*To do:*
A - Decide whether each statement agrees with the article on mandatory alcohol treatment below, answering yes or no and quoting the deciding words: (i) Services in Nhulunbuy ended in 2014. (ii) The Katherine unit holds eight beds. (iii) Darwin and Alice Springs deliver assessment from their hospitals.
B - In two sentences, summarize the article on mandatory alcohol treatment below.
C - Reproduce the part of the article on mandatory alcohol treatment below that begins at the words "Assessment services remain" and stops after "standalone assessment centres.".

IT CAN cost taxpayers more than $26,000 for a single person to be treated for alcohol abuse in Katherine, in just six months.
While Katherine has to send people addicted to alcohol to Katherine or Alice Springs for treatment, the Katherine six-bed Mandatory Alcohol and Rehabilitation Service Unit at the hospital spent $3.4m on assessments in the past three years.
The high cost of the former CLP government’s controversial Alcohol Mandatory Treatment Program was released by the NT Department of Health today.
Assessment and mandatory treatment services were initially established in Darwin, Nhulunbuy, Katherine, Tennant Creek, and Alice Springs.
The services in Nhulunbuy were discontinued in 2014, and the treatment service in Tennant Creek was discontinued in January 2016.
Assessment services remain in Tennant Creek and are delivered from the hospital, which is also the case in Katherine.
Darwin and Alice Springs have standalone assessment centres.
The Katherine Mandatory Alcohol and Rehabilitation Service Unit has a capacity of six beds (three male and three female).
The MARS unit in Katherine is located within Katherine Hospital, in a pre-existing ward that was made into a secure ward for the purpose of AMT.
Numbers being treated fluctuate but in one reporting period between January and July in 2015, Katherine treated 18 people.

*Dataset section:*
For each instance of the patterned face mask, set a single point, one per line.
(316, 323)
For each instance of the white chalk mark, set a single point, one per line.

*Solution set:*
A -
(i) Yes: "The services in Nhulunbuy were discontinued in 2014"
(ii) No: "has a capacity of six beds (three male and three female)"
(iii) No: "Darwin and Alice Springs have standalone assessment centres."

B - Figures released by the NT Department of Health on the former CLP government's Alcohol Mandatory Treatment Program show that treating one person for alcohol abuse in Katherine can cost taxpayers more than $26,000 in six months, and that Katherine's six-bed hospital unit spent $3.4m on assessments over the past three years. Of the services first set up in five locations, Nhulunbuy's were discontinued in 2014 and Tennant Creek's treatment service in January 2016.

C -
Assessment services remain in Tennant Creek and are delivered from the hospital, which is also the case in Katherine.
Darwin and Alice Springs have standalone assessment centres.